** Start Listed entries **

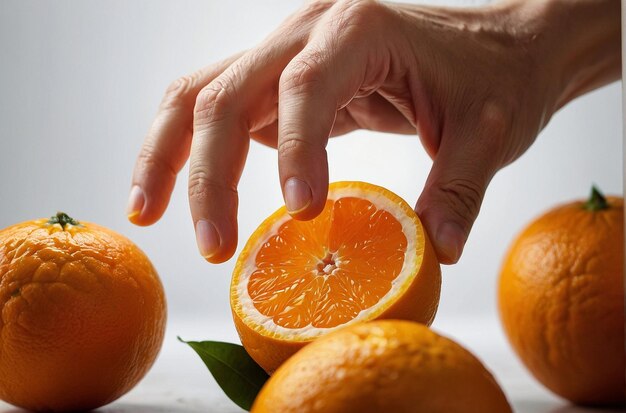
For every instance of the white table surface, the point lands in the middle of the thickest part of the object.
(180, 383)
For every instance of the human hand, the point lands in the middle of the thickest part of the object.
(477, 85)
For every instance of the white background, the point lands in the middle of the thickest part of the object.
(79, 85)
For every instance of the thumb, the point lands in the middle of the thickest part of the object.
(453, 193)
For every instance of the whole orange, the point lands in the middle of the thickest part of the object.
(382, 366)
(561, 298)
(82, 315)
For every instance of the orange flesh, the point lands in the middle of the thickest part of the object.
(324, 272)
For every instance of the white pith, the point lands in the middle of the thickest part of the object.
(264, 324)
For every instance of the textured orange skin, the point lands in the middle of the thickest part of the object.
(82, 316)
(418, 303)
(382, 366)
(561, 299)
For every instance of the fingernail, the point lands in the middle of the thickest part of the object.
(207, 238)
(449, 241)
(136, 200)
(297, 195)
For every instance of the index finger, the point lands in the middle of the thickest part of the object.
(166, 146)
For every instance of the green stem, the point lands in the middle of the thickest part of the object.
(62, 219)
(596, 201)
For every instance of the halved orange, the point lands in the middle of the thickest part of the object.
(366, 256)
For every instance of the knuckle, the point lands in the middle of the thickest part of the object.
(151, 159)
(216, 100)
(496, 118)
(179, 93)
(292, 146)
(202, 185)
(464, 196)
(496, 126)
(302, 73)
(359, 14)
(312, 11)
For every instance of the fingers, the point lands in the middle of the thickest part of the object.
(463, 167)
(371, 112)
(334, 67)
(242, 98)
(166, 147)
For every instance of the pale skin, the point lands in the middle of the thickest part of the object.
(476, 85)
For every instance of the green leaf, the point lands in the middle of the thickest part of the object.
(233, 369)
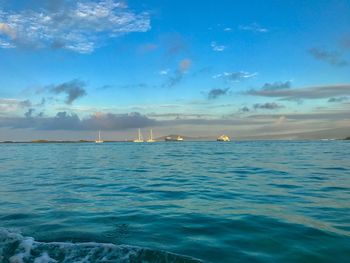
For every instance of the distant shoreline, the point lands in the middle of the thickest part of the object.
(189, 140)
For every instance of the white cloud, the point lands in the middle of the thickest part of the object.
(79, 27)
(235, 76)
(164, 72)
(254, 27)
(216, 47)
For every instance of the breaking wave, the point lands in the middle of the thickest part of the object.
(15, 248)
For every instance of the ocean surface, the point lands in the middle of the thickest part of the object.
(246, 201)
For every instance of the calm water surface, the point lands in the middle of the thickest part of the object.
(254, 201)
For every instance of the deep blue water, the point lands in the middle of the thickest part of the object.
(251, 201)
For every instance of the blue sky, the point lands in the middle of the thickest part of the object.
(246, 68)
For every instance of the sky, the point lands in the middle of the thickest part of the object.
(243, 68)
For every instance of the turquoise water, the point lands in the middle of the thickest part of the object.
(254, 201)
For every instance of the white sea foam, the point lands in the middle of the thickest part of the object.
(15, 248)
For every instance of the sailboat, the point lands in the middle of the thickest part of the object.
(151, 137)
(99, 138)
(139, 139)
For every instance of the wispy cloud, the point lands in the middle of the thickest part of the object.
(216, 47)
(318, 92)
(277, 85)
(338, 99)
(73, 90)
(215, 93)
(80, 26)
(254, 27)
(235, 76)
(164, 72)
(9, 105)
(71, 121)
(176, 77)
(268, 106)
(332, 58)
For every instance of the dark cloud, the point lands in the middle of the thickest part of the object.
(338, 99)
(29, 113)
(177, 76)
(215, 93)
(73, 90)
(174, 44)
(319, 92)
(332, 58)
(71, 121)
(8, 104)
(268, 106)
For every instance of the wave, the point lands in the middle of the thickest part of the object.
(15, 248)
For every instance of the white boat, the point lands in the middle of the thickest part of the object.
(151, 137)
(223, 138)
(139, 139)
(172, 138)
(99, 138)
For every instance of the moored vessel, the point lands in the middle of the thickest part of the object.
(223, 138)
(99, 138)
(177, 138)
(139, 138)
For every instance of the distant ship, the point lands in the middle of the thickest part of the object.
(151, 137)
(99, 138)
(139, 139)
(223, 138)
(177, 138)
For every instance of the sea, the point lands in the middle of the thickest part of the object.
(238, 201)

** End Listed entries **

• Directions: Reproduce the records above exactly, leaving out every picture they contain.

• Solution for this exercise:
For every instance of the white table surface, the point lands in the middle of the thickest part of the object.
(180, 383)
For every instance of the human hand, the point lands in the middle of the thickest part of the object.
(477, 85)
For every instance of the white background, the point lands in the middle of the thickest part of the object.
(79, 85)
For every instance of the thumb, the point lands in the middle of the thickest part of the object.
(453, 193)
For every instance of the whole orange, the point lands in the middle of the thickest part of the object.
(382, 366)
(561, 298)
(82, 315)
For every instance of the orange flesh, the point lands in the middle of the thickest part of the object.
(324, 272)
For every instance of the white pith, the point lands in the middle of the thickest part of the object.
(264, 324)
For every instance of the textured orange skin, the point lands in the middle of the thickest part of the object.
(82, 316)
(418, 303)
(382, 366)
(561, 299)
For every instance of the fingernail, the point lands in the middle of the thickest part of the object.
(207, 238)
(449, 241)
(136, 200)
(297, 195)
For every instance of the index finger, the point lands in the middle of the thickest part of the object.
(166, 146)
For every instance of the green stem, the point lands in the middle of the thickest part of the object.
(62, 219)
(596, 201)
For every instance of the halved orange, the point lands in the middle of the thickest part of the object.
(366, 256)
For every instance of the knuckle, the point lands in the middle of the thickest part of the object.
(151, 159)
(216, 100)
(496, 118)
(179, 93)
(292, 146)
(202, 185)
(464, 196)
(496, 126)
(302, 73)
(359, 14)
(312, 11)
For every instance of the fingers, the point lands in the middle of the thickest part of the object.
(463, 167)
(371, 112)
(334, 67)
(242, 98)
(166, 147)
For every instance of the pale skin, the point lands in the middle of the thickest part of the object.
(476, 85)
For every instance of the green leaf, the point lands in the middle of the thickest part of the object.
(233, 369)
For every instance of the distant shoreline, the point lands in the middle of the thickest part of the object.
(189, 140)
For every instance of the white cloud, the point lands in the middle of the thickest part of the object.
(79, 27)
(235, 76)
(164, 72)
(254, 27)
(216, 47)
For every instance of the breaking wave, the point lands in the middle of the thickest part of the object.
(15, 248)
For every instance of the ocean surface, the point lands in the middle of the thickest part of the object.
(246, 201)
For every instance of the calm water surface, the point lands in the middle of the thickest part of the object.
(254, 201)
For every instance of the deep blue water, the point lands in the middle of the thickest part of the object.
(251, 201)
For every instance of the blue sky, the point lands in the middle of the thickest part of the object.
(246, 68)
For every instance of the sky, the point lands in the middle of the thickest part of the object.
(243, 68)
For every instance of the turquoise water, the point lands in the middle of the thickest part of the object.
(254, 201)
For every instance of the white sea foam, the point lands in the middle of the thickest part of the object.
(15, 248)
For every instance of the sailboat, the point lands in the middle of the thickest part of the object.
(151, 137)
(99, 138)
(139, 139)
For every instance of the wispy cloud, the point lands in the middle of the thickest part of the object.
(216, 47)
(318, 92)
(277, 85)
(338, 99)
(73, 90)
(215, 93)
(80, 26)
(254, 27)
(235, 76)
(164, 72)
(9, 105)
(71, 121)
(176, 77)
(268, 106)
(332, 58)
For every instance of the dark cloud, the point lands in the middle of the thickest part of the object.
(338, 99)
(29, 113)
(177, 76)
(215, 93)
(73, 90)
(174, 44)
(319, 92)
(332, 58)
(71, 121)
(8, 104)
(268, 106)
For every instance of the wave, the point lands in the middle of the thickest part of the object.
(15, 248)
For every instance of the white boat, the point lands in the middle of the thickest part of the object.
(151, 137)
(223, 138)
(139, 139)
(172, 138)
(99, 138)
For every instance of the moored vessel, the point lands in the middle of the thickest part of the object.
(223, 138)
(99, 138)
(177, 138)
(139, 138)
For every instance of the distant ship, the point lands in the middle of the thickest part of the object.
(151, 137)
(99, 138)
(139, 139)
(223, 138)
(177, 138)
For every instance of the sea, the point lands in the middle of the thickest part of the object.
(238, 201)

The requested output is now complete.